▸ Task
Add 116 to each x and y coordinate in the answers, and write out only everything from the line containing "the zz plant." down to the line containing "x=157, y=949", with the requests included.

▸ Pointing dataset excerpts
++++++
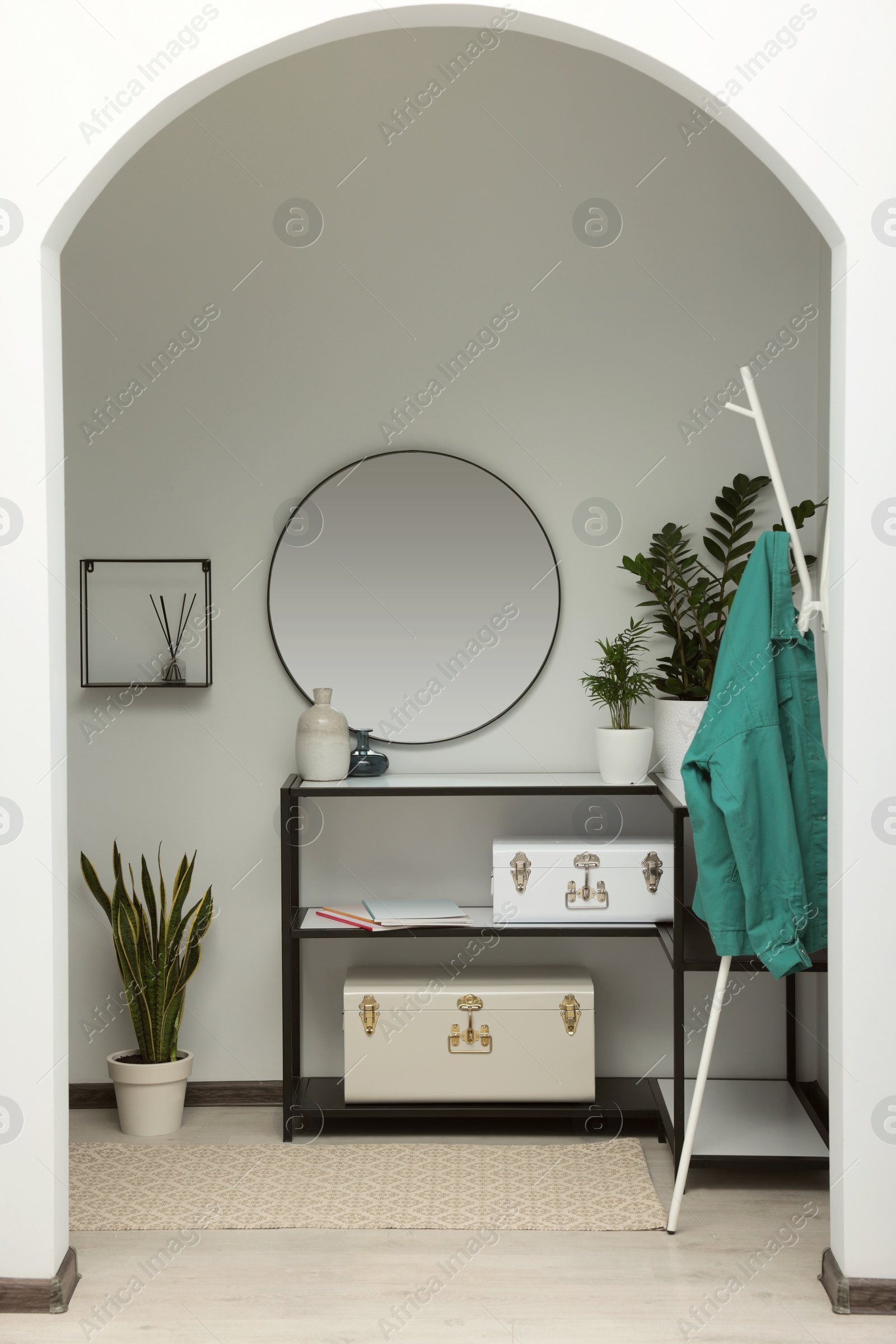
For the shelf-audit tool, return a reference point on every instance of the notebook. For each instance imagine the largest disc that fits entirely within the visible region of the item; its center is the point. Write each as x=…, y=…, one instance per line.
x=403, y=914
x=354, y=915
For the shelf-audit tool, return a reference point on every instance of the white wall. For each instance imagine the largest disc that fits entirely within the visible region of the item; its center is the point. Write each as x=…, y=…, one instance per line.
x=438, y=229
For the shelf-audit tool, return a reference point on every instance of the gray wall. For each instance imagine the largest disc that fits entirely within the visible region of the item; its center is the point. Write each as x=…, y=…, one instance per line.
x=429, y=237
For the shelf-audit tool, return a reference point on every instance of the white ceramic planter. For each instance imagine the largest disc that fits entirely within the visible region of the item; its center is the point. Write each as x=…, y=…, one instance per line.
x=624, y=755
x=150, y=1097
x=676, y=723
x=321, y=741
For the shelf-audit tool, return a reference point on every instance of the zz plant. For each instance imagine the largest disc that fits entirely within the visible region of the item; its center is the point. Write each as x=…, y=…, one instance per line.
x=148, y=940
x=691, y=601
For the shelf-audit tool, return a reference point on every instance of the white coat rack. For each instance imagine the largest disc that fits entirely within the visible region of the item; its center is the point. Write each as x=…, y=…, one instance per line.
x=806, y=613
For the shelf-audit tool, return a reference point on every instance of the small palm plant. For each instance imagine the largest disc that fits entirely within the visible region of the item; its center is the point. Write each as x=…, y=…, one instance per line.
x=620, y=683
x=148, y=949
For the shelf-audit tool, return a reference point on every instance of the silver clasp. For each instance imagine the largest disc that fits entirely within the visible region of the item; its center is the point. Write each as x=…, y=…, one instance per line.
x=652, y=867
x=520, y=867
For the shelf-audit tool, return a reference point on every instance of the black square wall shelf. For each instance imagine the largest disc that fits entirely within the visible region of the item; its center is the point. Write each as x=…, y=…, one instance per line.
x=130, y=613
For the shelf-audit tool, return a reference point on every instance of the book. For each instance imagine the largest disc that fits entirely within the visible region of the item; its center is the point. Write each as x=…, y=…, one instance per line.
x=417, y=914
x=354, y=915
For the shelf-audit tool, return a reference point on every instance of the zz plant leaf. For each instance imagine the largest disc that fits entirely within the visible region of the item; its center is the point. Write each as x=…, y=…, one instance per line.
x=689, y=598
x=157, y=949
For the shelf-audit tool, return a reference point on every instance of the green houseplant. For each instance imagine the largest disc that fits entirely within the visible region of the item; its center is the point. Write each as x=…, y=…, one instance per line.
x=691, y=597
x=157, y=951
x=624, y=753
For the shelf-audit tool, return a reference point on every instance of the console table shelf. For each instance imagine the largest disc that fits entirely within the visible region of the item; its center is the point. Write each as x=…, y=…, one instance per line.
x=617, y=1100
x=308, y=925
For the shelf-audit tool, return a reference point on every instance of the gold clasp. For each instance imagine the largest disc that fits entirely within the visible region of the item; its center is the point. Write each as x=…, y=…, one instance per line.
x=468, y=1036
x=472, y=1003
x=652, y=867
x=520, y=867
x=368, y=1012
x=570, y=1012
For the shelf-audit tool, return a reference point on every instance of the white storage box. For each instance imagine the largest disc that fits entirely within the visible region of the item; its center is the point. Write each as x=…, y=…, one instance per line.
x=573, y=882
x=510, y=1034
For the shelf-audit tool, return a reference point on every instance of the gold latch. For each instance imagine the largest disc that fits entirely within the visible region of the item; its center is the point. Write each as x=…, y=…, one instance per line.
x=652, y=867
x=570, y=1012
x=520, y=867
x=586, y=891
x=464, y=1041
x=368, y=1012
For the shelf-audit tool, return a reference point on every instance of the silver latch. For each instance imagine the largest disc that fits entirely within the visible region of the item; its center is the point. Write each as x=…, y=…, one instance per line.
x=586, y=893
x=368, y=1011
x=520, y=867
x=652, y=866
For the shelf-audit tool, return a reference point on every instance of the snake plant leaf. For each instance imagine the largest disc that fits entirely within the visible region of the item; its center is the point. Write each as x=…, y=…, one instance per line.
x=178, y=895
x=125, y=928
x=162, y=897
x=95, y=886
x=150, y=897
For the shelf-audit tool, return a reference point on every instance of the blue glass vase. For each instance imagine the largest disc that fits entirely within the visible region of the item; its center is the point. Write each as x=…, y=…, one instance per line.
x=363, y=762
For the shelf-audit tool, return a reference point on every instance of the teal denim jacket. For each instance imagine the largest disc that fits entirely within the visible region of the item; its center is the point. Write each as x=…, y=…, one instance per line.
x=757, y=779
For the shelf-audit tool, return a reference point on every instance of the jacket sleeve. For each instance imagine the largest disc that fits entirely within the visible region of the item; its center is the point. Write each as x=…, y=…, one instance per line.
x=750, y=787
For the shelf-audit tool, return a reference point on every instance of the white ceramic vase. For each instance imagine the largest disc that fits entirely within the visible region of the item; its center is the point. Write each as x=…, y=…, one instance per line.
x=676, y=723
x=150, y=1097
x=624, y=755
x=321, y=741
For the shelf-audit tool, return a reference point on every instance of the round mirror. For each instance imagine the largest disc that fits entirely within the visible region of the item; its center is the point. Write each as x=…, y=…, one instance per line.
x=421, y=588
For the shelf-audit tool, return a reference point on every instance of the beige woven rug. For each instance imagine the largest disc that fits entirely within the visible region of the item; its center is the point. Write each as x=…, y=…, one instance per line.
x=601, y=1187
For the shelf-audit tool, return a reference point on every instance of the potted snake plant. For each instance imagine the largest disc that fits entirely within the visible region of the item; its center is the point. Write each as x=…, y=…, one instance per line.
x=624, y=753
x=157, y=951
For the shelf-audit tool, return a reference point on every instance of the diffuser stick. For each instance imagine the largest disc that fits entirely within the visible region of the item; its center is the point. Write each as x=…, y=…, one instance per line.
x=162, y=622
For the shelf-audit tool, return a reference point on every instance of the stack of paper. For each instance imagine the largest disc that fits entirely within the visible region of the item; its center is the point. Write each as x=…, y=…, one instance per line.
x=354, y=915
x=414, y=914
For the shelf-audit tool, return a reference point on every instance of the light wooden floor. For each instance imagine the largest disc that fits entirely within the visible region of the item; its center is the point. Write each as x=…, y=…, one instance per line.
x=530, y=1288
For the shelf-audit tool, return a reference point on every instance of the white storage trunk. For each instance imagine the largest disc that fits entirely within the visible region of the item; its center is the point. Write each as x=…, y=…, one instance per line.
x=573, y=882
x=510, y=1034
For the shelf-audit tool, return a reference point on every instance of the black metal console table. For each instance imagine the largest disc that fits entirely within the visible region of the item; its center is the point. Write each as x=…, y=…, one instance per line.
x=312, y=1103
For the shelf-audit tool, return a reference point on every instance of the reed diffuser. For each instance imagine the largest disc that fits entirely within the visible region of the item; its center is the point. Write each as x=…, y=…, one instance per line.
x=174, y=671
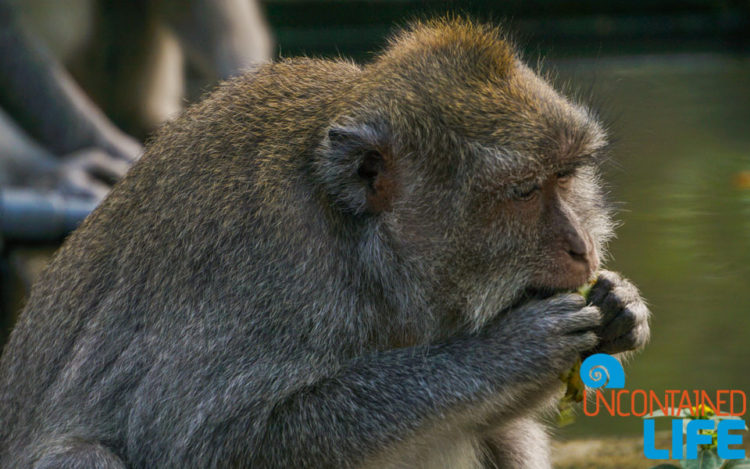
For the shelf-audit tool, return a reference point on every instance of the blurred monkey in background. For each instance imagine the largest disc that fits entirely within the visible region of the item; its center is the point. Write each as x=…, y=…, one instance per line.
x=132, y=61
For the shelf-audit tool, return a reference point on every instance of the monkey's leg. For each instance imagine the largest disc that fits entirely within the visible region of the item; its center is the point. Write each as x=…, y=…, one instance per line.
x=524, y=443
x=75, y=453
x=377, y=402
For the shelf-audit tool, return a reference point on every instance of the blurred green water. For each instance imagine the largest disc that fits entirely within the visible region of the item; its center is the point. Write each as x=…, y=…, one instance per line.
x=681, y=126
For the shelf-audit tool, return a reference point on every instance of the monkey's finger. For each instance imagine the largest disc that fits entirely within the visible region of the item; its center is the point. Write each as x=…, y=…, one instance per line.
x=585, y=319
x=582, y=342
x=633, y=340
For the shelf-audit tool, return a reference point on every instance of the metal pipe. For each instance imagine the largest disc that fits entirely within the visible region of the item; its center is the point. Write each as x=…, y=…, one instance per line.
x=31, y=215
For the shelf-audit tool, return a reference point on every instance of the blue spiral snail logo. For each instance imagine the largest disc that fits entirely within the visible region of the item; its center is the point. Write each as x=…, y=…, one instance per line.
x=602, y=370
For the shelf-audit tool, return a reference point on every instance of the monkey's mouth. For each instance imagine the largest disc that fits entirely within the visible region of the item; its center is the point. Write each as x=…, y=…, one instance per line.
x=541, y=293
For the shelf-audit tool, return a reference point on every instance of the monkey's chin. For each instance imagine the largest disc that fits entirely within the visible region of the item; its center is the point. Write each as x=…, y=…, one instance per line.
x=543, y=292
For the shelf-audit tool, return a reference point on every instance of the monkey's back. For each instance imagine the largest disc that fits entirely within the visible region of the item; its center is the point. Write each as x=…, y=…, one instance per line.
x=185, y=270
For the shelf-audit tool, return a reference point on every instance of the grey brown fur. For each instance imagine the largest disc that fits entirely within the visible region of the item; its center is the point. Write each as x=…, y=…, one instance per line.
x=328, y=265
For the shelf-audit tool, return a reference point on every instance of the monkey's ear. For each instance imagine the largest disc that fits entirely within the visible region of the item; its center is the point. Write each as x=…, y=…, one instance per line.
x=356, y=168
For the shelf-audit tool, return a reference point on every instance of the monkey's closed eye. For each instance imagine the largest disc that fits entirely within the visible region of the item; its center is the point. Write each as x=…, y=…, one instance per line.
x=525, y=192
x=564, y=177
x=371, y=166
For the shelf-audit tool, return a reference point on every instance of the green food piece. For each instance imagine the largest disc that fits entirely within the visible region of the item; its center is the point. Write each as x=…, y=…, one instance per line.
x=575, y=388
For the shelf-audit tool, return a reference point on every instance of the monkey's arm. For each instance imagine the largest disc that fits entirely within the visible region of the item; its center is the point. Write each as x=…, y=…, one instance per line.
x=46, y=102
x=387, y=397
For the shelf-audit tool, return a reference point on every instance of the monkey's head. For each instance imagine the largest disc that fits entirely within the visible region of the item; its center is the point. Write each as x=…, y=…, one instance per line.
x=469, y=171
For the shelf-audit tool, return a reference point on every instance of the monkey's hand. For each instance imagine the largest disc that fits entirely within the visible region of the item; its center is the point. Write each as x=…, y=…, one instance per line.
x=624, y=314
x=548, y=336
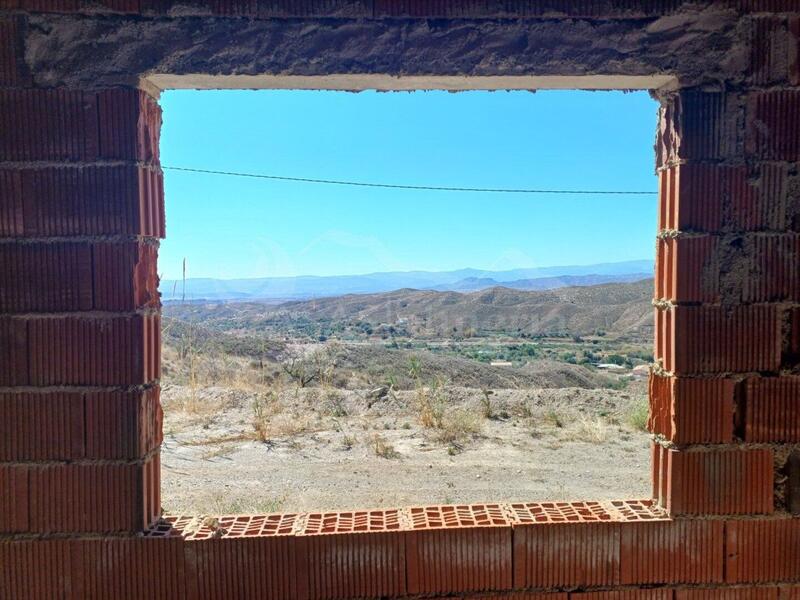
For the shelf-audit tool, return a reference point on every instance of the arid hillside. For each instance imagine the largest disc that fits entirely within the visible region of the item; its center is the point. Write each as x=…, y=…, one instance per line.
x=617, y=308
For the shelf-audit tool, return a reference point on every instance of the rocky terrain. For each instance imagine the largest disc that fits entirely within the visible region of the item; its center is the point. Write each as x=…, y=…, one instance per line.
x=407, y=397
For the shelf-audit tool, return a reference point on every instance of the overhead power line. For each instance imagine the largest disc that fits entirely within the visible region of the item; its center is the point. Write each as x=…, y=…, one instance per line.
x=398, y=186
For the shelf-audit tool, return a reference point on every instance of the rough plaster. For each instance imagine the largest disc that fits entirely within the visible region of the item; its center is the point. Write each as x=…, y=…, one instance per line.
x=698, y=47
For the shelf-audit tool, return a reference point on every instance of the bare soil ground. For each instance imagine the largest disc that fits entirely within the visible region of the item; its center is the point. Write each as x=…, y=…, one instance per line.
x=231, y=449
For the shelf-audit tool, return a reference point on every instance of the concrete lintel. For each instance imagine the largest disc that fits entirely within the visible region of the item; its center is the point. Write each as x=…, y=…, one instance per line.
x=356, y=82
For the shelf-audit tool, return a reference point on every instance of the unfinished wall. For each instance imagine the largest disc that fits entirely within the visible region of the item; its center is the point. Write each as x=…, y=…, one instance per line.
x=81, y=213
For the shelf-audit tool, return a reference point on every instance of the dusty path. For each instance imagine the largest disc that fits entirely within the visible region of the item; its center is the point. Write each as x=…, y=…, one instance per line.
x=331, y=462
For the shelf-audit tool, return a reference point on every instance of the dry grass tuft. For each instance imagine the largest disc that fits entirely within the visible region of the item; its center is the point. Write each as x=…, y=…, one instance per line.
x=383, y=448
x=637, y=415
x=593, y=430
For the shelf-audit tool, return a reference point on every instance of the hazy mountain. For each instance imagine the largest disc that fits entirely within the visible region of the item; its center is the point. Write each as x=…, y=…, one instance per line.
x=473, y=284
x=622, y=308
x=306, y=287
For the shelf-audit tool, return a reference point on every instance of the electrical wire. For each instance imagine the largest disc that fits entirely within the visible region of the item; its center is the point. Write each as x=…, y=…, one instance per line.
x=397, y=186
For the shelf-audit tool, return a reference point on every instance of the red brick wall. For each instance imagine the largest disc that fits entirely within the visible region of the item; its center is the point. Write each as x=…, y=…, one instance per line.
x=81, y=214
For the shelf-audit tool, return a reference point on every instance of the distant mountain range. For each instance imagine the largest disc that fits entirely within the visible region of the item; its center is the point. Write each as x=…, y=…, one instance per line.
x=617, y=308
x=462, y=280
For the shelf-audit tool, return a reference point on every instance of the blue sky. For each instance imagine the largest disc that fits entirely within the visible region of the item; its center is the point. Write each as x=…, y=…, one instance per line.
x=236, y=228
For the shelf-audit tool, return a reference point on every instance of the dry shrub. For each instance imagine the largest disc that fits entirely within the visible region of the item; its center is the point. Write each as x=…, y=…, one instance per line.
x=383, y=448
x=431, y=403
x=458, y=425
x=591, y=430
x=637, y=415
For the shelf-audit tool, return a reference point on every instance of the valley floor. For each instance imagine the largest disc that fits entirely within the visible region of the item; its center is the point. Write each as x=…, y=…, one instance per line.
++++++
▸ Finished task
For the shelf-audit tool, return a reference point on every instance of the zz plant. For each instance imagine the largest disc that fits entirely within the visible region of the item; its center is the point. Write each as x=…, y=…, one instance per line.
x=264, y=1056
x=807, y=717
For the shelf-audit tool, return a reference point on every instance of the white coat rack. For each instance imagine the largest disc that fits entirely within the visible region of the item; its center is the point. Write each as x=…, y=…, one instance per line.
x=922, y=729
For the shelf-audit tool, return a reference point on every instance of the small palm plant. For each instance imagine the largest disc that fits entirely within the visible region of the item; its center is the point. Write each as x=…, y=…, one instance per line.
x=736, y=799
x=264, y=1065
For the shelf-audit tool, return a reference point on every instance of the silver clasp. For each instance imagine the largest disc that fits entirely within the visible region of the item; its center is the point. Write each as x=…, y=…, one instance per line.
x=768, y=983
x=636, y=983
For the shelf-audit tool, return a reference point on every instance of the black square wall shelf. For each instance imagine the largest disc that fits entirely within the visible region of the item; its center is the point. Write each as x=…, y=…, one instance per line.
x=246, y=729
For the shelf-audit tool, return a reference point on every instance of the book. For each instance imagine the largest disc that fits entirely within the visible region of the item; its center is the point. Write each as x=…, y=…, one instance per line.
x=533, y=1030
x=470, y=1031
For the shelf-audit tool, return a reference point on every instance of the zz plant leaf. For each instance imagine the largest disc that fits entirely within the visible region of the item; its center is the point. Write each as x=…, y=…, one instance per line.
x=805, y=714
x=273, y=1065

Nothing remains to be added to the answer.